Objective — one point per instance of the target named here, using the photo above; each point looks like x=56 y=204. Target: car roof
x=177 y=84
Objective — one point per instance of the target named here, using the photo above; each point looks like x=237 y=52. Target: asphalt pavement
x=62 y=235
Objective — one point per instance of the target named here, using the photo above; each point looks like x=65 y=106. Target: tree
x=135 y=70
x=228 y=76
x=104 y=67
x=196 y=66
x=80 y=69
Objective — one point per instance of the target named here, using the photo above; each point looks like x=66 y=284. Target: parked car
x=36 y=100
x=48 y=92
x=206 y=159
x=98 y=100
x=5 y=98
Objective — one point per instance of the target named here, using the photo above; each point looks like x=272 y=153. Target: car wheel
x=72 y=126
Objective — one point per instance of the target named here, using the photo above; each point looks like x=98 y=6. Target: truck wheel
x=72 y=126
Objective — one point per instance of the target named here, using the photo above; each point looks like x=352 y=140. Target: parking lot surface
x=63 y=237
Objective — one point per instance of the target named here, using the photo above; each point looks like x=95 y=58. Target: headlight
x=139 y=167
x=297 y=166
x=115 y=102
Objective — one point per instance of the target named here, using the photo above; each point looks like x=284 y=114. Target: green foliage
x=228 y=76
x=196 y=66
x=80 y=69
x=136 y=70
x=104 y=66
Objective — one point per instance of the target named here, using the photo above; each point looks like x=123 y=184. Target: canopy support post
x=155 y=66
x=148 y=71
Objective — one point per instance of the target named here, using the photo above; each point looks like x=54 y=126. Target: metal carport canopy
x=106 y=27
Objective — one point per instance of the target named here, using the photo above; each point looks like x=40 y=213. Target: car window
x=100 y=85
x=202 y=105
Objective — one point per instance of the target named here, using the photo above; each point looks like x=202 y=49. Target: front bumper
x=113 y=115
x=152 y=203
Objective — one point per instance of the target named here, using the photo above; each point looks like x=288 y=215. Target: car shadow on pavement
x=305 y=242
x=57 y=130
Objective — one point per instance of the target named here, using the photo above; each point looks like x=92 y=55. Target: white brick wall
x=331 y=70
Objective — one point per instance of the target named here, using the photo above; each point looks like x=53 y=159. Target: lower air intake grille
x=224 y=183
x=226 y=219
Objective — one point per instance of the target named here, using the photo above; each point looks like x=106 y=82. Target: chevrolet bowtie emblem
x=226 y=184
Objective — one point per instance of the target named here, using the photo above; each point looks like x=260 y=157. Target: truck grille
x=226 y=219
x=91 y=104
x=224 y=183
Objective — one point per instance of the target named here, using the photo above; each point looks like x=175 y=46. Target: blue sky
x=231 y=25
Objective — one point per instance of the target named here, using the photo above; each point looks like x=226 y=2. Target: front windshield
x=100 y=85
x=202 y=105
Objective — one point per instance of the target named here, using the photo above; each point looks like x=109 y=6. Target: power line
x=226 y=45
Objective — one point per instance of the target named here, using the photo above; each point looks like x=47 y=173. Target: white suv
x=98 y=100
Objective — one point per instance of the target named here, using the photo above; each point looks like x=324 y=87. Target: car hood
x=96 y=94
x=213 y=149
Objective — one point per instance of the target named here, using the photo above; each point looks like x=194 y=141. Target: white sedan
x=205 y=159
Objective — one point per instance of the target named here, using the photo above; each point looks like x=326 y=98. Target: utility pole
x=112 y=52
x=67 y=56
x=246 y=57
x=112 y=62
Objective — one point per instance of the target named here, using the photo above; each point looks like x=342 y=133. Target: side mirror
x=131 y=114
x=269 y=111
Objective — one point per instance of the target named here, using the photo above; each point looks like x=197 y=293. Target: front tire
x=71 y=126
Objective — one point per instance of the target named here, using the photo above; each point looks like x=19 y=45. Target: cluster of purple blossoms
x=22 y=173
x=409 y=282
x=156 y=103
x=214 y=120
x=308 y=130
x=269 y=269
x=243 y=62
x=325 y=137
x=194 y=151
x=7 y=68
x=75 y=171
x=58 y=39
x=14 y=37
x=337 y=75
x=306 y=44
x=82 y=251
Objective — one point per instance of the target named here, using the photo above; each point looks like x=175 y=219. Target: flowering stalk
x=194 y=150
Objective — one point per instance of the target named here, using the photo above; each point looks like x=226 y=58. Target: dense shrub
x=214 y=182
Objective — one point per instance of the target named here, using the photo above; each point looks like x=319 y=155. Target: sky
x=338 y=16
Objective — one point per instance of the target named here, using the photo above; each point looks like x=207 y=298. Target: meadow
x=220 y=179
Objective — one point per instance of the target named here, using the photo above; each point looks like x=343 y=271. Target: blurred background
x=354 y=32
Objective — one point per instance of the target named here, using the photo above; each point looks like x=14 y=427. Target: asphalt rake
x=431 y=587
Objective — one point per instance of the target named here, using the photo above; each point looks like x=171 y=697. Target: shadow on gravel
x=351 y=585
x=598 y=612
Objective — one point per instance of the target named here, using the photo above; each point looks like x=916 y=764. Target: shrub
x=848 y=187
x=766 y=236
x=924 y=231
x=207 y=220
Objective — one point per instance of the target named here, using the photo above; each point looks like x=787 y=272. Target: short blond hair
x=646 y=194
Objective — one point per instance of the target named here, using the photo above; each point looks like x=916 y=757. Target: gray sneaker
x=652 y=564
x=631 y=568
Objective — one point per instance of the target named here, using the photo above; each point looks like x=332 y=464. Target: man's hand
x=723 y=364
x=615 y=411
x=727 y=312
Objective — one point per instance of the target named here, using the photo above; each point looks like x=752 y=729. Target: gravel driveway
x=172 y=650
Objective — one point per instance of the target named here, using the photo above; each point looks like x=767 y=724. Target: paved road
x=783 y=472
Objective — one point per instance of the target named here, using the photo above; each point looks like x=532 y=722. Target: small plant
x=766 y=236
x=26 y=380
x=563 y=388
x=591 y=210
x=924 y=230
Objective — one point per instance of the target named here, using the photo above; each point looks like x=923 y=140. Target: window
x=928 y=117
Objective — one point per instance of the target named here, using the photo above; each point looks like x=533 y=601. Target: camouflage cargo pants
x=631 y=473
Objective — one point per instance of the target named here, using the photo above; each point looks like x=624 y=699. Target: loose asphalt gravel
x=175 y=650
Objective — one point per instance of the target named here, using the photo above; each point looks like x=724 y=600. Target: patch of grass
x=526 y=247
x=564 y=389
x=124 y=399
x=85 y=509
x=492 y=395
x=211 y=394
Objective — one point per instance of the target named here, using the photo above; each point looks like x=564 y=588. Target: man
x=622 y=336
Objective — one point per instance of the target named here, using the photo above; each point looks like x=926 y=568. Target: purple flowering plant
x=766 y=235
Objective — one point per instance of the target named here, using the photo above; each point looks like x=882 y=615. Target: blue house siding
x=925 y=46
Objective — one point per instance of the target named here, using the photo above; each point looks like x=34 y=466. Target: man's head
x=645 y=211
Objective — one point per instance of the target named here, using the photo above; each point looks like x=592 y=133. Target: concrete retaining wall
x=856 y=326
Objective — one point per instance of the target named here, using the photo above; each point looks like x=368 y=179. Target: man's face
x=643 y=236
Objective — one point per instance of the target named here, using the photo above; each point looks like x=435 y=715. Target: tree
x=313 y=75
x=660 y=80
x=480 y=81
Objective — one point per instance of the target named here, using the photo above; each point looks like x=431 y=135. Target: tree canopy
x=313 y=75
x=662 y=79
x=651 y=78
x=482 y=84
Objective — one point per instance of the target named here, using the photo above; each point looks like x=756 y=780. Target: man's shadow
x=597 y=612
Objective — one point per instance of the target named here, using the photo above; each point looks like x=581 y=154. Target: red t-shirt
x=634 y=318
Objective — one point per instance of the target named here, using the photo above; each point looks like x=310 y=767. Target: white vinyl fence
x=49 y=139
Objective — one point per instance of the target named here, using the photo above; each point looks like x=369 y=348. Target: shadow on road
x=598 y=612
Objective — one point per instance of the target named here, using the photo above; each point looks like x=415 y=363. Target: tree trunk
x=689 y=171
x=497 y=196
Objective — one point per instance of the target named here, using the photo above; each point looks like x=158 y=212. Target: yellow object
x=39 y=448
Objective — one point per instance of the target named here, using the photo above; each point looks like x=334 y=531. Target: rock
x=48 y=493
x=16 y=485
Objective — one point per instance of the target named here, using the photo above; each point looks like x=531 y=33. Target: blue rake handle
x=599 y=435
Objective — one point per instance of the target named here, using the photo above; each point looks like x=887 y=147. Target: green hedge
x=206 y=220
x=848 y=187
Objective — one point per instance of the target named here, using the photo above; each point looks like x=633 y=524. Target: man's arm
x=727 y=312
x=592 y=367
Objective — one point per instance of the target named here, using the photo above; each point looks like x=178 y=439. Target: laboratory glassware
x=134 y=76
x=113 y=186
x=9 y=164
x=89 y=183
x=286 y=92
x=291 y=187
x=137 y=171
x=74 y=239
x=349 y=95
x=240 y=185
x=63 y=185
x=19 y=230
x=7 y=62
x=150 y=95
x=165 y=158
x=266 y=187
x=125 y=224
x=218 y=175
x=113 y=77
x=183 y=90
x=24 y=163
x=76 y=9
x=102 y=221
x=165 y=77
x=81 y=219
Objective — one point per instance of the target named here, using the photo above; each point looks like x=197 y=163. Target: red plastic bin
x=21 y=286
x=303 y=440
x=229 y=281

(WHAT IS BEING ASKED) Restate the line containing "red plastic bin" and every remaining line of the records word for word. Add nothing.

(TASK SOLUTION)
Objective — one point per instance of the target named here, using the photo above; each point looks like x=197 y=163. Target: red plastic bin
x=21 y=286
x=303 y=440
x=229 y=281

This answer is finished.